The Postman's White Nights (; Belye nochi pochtalona Alekseya Tryapitsyna) is a 2014 Russian drama film directed by Andrei Konchalovsky. It tells the story of the people of a remote Russian village, whose main contact with the outside world is a postman. All actors in the film are non-professionals, with casting taking place over a year.

It was selected for the In Competition section at the 71st Venice International Film Festival and won the Silver Lion. It received generally positive reviews from critics. In September 2014, director Konchalovsky withdrew the film from the list of films being considered for the Russian entry for the Academy Award for Best Foreign Language Film. It was filmed at the Kenozersky National Park, Arkhangelsk Oblast, Russia.

(Pointing dataset excerpts)
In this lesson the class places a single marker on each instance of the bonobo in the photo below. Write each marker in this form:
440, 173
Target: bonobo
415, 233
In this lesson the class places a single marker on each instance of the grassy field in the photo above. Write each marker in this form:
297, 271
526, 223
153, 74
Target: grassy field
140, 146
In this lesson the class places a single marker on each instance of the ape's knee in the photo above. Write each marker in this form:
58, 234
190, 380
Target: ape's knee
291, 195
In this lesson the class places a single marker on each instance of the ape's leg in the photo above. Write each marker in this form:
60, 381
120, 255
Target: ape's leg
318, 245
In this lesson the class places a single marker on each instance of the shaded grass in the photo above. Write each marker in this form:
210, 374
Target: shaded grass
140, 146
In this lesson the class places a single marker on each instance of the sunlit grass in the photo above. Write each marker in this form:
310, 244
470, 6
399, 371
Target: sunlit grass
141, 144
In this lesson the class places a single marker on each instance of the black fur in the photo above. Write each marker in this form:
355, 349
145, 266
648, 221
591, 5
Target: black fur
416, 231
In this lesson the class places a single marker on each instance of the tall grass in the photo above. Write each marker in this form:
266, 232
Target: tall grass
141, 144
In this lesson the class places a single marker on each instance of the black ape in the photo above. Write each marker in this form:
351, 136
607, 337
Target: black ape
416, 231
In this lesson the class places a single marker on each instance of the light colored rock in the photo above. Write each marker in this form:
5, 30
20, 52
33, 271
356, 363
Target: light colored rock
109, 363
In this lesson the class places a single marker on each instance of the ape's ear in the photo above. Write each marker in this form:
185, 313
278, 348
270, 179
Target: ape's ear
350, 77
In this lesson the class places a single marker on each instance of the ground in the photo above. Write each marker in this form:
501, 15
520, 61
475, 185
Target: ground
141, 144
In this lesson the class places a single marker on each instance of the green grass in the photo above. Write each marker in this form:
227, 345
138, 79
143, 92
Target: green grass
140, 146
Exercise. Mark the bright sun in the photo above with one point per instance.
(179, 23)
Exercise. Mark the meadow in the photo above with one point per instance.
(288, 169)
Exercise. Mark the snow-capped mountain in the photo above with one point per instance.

◆ REQUIREMENT 1
According to the film passage, which prize did the movie win at the 71st Venice International Film Festival?
◆ REQUIREMENT 2
Repeat everything in the film passage from "The Postman's White" down to "Arkhangelsk Oblast, Russia.".
You won't need the rows for this.

◆ EXPECTED OUTPUT 1
The Silver Lion.

◆ EXPECTED OUTPUT 2
The Postman's White Nights (; Belye nochi pochtalona Alekseya Tryapitsyna) is a 2014 Russian drama film directed by Andrei Konchalovsky. It tells the story of the people of a remote Russian village, whose main contact with the outside world is a postman. All actors in the film are non-professionals, with casting taking place over a year.

It was selected for the In Competition section at the 71st Venice International Film Festival and won the Silver Lion. It received generally positive reviews from critics. In September 2014, director Konchalovsky withdrew the film from the list of films being considered for the Russian entry for the Academy Award for Best Foreign Language Film. It was filmed at the Kenozersky National Park, Arkhangelsk Oblast, Russia.